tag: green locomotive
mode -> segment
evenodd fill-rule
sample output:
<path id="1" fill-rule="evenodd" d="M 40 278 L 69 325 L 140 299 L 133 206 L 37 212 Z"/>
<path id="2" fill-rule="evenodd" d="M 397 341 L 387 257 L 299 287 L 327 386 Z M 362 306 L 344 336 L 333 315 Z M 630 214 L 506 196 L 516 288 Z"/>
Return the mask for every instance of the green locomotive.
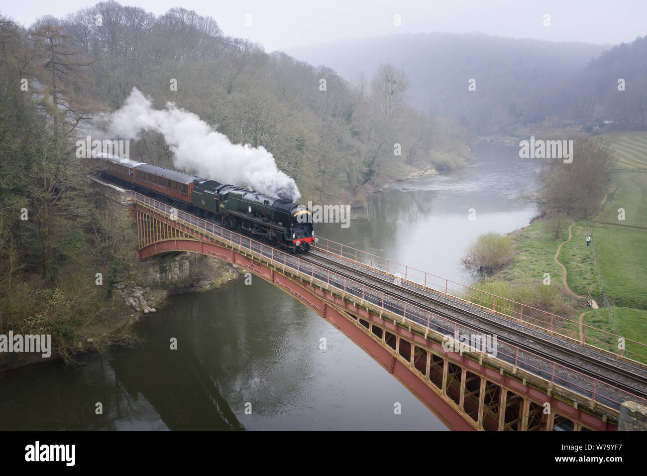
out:
<path id="1" fill-rule="evenodd" d="M 293 253 L 307 251 L 314 242 L 310 210 L 294 202 L 108 154 L 93 158 L 105 175 L 255 240 Z"/>

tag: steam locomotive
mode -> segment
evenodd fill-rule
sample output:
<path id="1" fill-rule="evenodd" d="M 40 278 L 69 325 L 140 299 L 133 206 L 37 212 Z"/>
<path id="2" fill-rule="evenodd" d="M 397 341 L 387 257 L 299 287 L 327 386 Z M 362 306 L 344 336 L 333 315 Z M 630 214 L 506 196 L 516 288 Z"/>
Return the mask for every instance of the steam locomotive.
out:
<path id="1" fill-rule="evenodd" d="M 92 157 L 104 174 L 225 228 L 292 253 L 307 251 L 314 242 L 310 210 L 293 202 L 109 154 Z"/>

▶ **PROBLEM REQUIREMENTS**
Put all of the data above into a two-column CSV with columns named request and answer, one row per entry. Quote every field, replace line breaks with spaces, and leave the pictures out.

▶ **ANSWER FOR THE TASK**
request,answer
"tag: green locomotive mode -> segment evenodd fill-rule sample output: <path id=""1"" fill-rule=""evenodd"" d=""M 40 278 L 69 325 L 140 299 L 133 206 L 37 212 Z""/> <path id=""2"" fill-rule=""evenodd"" d=""M 397 341 L 387 257 L 299 287 L 327 386 Z M 362 306 L 344 336 L 333 315 Z M 630 214 L 506 196 L 516 288 Z""/> Return the mask for every instance of the green locomotive. out:","<path id=""1"" fill-rule=""evenodd"" d=""M 293 253 L 307 251 L 314 242 L 310 210 L 294 202 L 108 154 L 93 158 L 105 175 L 255 240 Z""/>"
"tag: steam locomotive mode -> segment evenodd fill-rule sample output: <path id=""1"" fill-rule=""evenodd"" d=""M 40 278 L 69 325 L 140 299 L 133 206 L 37 212 Z""/> <path id=""2"" fill-rule=""evenodd"" d=""M 397 341 L 387 257 L 299 287 L 327 386 Z M 362 306 L 344 336 L 333 315 Z M 630 214 L 506 196 L 516 288 Z""/> Return the mask for every instance of the steam locomotive. out:","<path id=""1"" fill-rule=""evenodd"" d=""M 92 157 L 104 174 L 225 228 L 292 253 L 307 251 L 314 242 L 310 210 L 293 202 L 109 154 Z""/>"